# New Odyssea quad T5 HO Fixture



## BobAlston (Jan 23, 2004)

I just received and installed my new Odyssea quad lamp T5 HO fixture. Came fully installed with external ballasts and separate cords for each pair of lamps. Cam fully assembled with 4 bulbs 6500k(all aquatic plant suitable).

Easy to unpack and setup.

the only surprise was there are no switches for the bulbs. Just separate cords.

So far so good.

HOpe the A/C in my house can keep up.

bob

bought off ebay $108.95 no sales tax; free shipping.


----------



## fishyjoe24 (May 18, 2010)

aquatraders.com they have came along way in inprovements... i had a 4 bulb power compact light fixture that i got from odyssea and it only lasted 8 months. then i went to t5 ho. for the price these fixtures are i think they are worth getting... 

speaking of light fixtures I was the 380/75 petsmart and i notice aquaeon light fixtures and light bulbs. when did that company started making plant light fixtures, and plant bulbs... it looks like they just copied the slimline model of coralife...


----------



## tae2610 (Sep 9, 2009)

Pictures Pictures post some pictures please I love to see it.
I m interesting with they Dual 36" T5HO $49.
but I can't find website for more info of products ^^

thanks


----------



## fishyjoe24 (May 18, 2010)

tae2610 said:


> Pictures Pictures post some pictures please I love to see it.
> I m interesting with they Dual 36" T5HO $49.
> but I can't find website for more info of products ^^
> 
> thanks


http://www.aquatraders.com/36-inch-2x39W-T5-Aquarium-Light-Fixture-p/52122.htm

http://www.aquatraders.com/36-inch-4x39W-T5-Aquarium-Light-Fixture-p/52304p.htm


----------



## tae2610 (Sep 9, 2009)

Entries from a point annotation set
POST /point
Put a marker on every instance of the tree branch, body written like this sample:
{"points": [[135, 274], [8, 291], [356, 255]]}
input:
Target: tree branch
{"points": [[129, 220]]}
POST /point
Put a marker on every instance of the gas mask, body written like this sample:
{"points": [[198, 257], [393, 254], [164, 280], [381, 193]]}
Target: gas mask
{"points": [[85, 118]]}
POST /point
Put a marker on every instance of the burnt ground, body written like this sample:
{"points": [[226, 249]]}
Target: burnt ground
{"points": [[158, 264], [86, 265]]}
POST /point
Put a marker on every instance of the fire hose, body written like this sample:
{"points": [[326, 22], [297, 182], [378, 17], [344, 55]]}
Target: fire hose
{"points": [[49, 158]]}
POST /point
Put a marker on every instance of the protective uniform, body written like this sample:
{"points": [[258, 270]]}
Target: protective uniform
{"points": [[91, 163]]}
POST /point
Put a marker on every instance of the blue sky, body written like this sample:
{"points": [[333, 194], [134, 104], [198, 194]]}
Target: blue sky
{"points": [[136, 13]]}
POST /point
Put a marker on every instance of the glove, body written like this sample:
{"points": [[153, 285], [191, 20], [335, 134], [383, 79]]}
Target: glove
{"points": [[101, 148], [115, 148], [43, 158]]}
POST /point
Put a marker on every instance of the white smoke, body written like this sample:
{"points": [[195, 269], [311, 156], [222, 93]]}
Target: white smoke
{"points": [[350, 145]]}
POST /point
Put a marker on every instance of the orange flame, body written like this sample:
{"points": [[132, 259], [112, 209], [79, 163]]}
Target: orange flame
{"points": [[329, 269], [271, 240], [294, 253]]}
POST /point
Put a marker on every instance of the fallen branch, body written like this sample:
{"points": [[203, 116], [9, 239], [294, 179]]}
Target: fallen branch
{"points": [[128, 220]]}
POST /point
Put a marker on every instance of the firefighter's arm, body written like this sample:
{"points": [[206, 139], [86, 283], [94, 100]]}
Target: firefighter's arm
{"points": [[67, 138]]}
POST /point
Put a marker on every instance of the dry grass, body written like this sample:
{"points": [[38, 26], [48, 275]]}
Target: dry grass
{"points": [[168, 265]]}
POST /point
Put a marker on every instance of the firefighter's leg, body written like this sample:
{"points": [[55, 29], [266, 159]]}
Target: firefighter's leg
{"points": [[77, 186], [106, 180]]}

▶ [STATED TASK A]: Filter the records down to the lines that contain the word "white", and copy each of those lines.
▶ [STATED TASK B]: Resume the forum thread about the Odyssea quad T5 HO fixture from the point where it stops.

▶ [WRITTEN REPLY A]:
Put a marker on every instance of the white smoke, body written like this sample:
Target: white smoke

▶ [WRITTEN REPLY B]:
thanks Joe 
I just bought 20Gal long the tank is 30" long do you think I should buy light 24" or 36" ?


----------



## fishyjoe24 (May 18, 2010)

tae2610 said:


> thanks Joe
> I just bought 20Gal long the tank is 30" long do you think I should buy light 24" or 36" ?


depends on what you want to grow but a 20 long is shallow so it would take much light to reach the bottom that a one normal out put t5 should do it... i'd say 36 and raise it around a 6 to 12 inchs from the top of the tank....


----------



## tae2610 (Sep 9, 2009)

I think I like 36" too because I don't think I can put 24" on top of the tank, but right now have to find a stand first Huhuhuhuhuhuh

thank for advice Joe


----------



## fishyjoe24 (May 18, 2010)

tae2610 said:


> I think I like 36" too because I don't think I can put 24" on top of the tank, but right now have to find a stand first Huhuhuhuhuhuh
> 
> thank for advice Joe


you could always build one and remember that a 20g long will fit a 29g stand same length and width.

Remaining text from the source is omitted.